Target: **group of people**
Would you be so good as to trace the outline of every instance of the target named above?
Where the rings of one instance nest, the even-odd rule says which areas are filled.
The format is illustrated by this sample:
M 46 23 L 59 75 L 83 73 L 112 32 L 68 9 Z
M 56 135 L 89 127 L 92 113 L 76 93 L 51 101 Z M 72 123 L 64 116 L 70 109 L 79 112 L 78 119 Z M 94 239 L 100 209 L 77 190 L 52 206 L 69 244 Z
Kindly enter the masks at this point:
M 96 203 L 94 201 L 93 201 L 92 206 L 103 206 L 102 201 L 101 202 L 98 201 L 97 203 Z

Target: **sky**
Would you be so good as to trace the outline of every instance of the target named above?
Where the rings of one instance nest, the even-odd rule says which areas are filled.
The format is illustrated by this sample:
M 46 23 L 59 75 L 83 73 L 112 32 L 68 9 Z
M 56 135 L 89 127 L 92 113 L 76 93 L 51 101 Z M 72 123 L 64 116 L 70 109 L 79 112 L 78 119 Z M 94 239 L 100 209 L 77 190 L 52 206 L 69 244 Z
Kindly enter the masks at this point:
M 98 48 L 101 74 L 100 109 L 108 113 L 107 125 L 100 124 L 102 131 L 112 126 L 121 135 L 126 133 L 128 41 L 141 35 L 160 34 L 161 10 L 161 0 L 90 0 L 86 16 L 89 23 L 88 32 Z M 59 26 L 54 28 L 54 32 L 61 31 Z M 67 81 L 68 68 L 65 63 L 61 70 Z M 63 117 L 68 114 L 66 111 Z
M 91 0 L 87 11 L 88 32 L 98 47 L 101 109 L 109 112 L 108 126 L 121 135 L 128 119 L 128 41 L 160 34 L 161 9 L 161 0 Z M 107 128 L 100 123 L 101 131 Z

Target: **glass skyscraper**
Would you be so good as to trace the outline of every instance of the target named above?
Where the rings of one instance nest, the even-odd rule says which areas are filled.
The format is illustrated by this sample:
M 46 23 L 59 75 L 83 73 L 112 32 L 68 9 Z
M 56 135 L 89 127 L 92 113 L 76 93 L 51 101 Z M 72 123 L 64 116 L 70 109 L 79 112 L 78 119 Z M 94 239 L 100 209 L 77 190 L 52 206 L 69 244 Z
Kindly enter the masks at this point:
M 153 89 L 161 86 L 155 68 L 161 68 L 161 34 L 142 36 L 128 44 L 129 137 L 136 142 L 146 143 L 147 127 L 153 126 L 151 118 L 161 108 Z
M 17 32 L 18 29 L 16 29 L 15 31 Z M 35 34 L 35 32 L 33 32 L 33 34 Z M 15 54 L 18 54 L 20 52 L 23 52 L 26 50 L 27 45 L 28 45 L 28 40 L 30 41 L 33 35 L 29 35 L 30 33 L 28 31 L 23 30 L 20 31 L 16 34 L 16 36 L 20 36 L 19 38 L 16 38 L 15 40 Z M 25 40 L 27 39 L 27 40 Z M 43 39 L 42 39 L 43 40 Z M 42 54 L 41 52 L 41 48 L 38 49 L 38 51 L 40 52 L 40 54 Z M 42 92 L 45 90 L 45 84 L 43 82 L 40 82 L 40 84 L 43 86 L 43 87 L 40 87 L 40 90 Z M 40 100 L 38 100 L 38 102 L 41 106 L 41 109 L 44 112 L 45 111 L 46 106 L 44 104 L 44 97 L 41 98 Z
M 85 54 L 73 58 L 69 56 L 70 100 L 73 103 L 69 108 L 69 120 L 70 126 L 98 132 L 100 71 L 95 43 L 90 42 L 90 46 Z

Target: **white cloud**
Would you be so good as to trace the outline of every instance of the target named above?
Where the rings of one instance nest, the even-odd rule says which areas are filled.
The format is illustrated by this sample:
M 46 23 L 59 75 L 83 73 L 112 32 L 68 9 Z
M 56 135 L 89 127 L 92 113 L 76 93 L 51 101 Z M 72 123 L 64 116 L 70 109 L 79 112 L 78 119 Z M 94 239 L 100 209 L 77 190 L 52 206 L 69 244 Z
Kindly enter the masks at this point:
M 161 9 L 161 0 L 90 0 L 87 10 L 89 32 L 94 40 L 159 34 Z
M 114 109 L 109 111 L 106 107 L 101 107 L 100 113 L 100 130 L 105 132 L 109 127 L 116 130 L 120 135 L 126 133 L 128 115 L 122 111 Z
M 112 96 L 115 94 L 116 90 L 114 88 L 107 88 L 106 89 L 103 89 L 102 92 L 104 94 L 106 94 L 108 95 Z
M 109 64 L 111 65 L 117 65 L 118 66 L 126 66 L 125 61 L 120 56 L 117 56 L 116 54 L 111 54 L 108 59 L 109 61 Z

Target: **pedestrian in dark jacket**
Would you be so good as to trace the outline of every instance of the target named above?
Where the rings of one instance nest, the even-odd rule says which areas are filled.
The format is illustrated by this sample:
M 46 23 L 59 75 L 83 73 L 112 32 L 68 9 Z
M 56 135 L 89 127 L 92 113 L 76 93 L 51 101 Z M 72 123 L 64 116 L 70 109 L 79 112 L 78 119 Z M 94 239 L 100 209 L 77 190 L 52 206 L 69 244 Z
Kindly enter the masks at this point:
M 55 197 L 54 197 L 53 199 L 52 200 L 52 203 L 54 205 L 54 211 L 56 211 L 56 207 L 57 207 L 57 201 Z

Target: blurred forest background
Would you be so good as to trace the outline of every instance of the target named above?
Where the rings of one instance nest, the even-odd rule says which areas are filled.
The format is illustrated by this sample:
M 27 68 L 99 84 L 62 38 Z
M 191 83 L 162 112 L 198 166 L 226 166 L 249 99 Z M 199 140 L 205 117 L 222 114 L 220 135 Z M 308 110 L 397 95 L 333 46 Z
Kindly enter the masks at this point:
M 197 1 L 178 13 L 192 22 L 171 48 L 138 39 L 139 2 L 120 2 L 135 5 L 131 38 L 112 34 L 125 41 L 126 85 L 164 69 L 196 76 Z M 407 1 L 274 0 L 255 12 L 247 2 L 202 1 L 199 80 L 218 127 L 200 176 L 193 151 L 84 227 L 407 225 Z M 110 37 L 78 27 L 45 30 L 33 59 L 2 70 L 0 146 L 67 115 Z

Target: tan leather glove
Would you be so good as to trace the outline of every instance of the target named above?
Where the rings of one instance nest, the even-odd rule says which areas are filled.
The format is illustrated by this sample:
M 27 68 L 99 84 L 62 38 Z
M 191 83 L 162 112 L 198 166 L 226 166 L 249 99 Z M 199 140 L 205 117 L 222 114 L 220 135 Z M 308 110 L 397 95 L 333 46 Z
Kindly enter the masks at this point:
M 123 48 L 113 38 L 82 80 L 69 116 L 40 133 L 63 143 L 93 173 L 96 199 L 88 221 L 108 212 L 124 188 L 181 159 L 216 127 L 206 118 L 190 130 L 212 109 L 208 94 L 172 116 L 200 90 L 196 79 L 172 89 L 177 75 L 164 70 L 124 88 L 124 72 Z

....

Scale the coordinates in the answers by 0.8, rounding to whole numbers with halves rounded up, and reproduce everything from the start of the lines down to the line containing "M 91 0 L 87", both ends included, with the requests and their format samples left unchanged.

• [TASK RESPONSE]:
Target: **group of people**
Would you be so good as to trace the outline of every instance of the target named above?
Where the rings of one instance nest, the even-odd rule says which areas are filled.
The format is illustrated by this sample:
M 46 23 L 59 75 L 83 73 L 112 32 L 68 9 Z
M 56 135 L 89 127 L 92 113 L 76 93 L 51 101 Z M 72 123 L 64 116 L 70 109 L 79 112 L 78 119 Z M 94 239 L 100 209 L 77 190 L 52 206 L 69 244 Z
Kindly enter the masks at this point:
M 77 162 L 75 161 L 74 161 L 74 165 L 82 165 L 82 161 L 81 162 L 78 161 L 78 162 Z

Target: **sky**
Would you be so good as to trace the outline of every instance of the target named above?
Where the rings of one instance nest, the even-odd rule says which areas are filled.
The format is illustrated by this sample:
M 46 23 L 59 75 L 83 73 L 112 32 L 68 9 Z
M 56 135 L 89 127 L 92 113 L 76 93 L 51 101 Z M 72 123 L 64 116 L 70 109 L 79 112 L 78 119 Z M 94 239 L 100 209 L 77 190 L 52 206 L 69 244 Z
Kindly enter the masks at this point:
M 78 38 L 81 59 L 80 87 L 86 90 L 86 100 L 80 99 L 82 105 L 90 101 L 97 108 L 101 106 L 102 33 L 113 28 L 128 27 L 129 8 L 129 0 L 72 0 L 69 13 L 71 18 L 70 26 Z M 47 21 L 43 22 L 43 26 L 49 25 Z M 54 65 L 54 54 L 52 50 L 49 56 Z M 50 94 L 54 91 L 53 89 Z
M 73 0 L 70 9 L 70 26 L 78 38 L 81 87 L 87 90 L 86 101 L 97 108 L 102 95 L 102 33 L 128 27 L 129 7 L 129 0 Z M 86 102 L 80 98 L 81 105 Z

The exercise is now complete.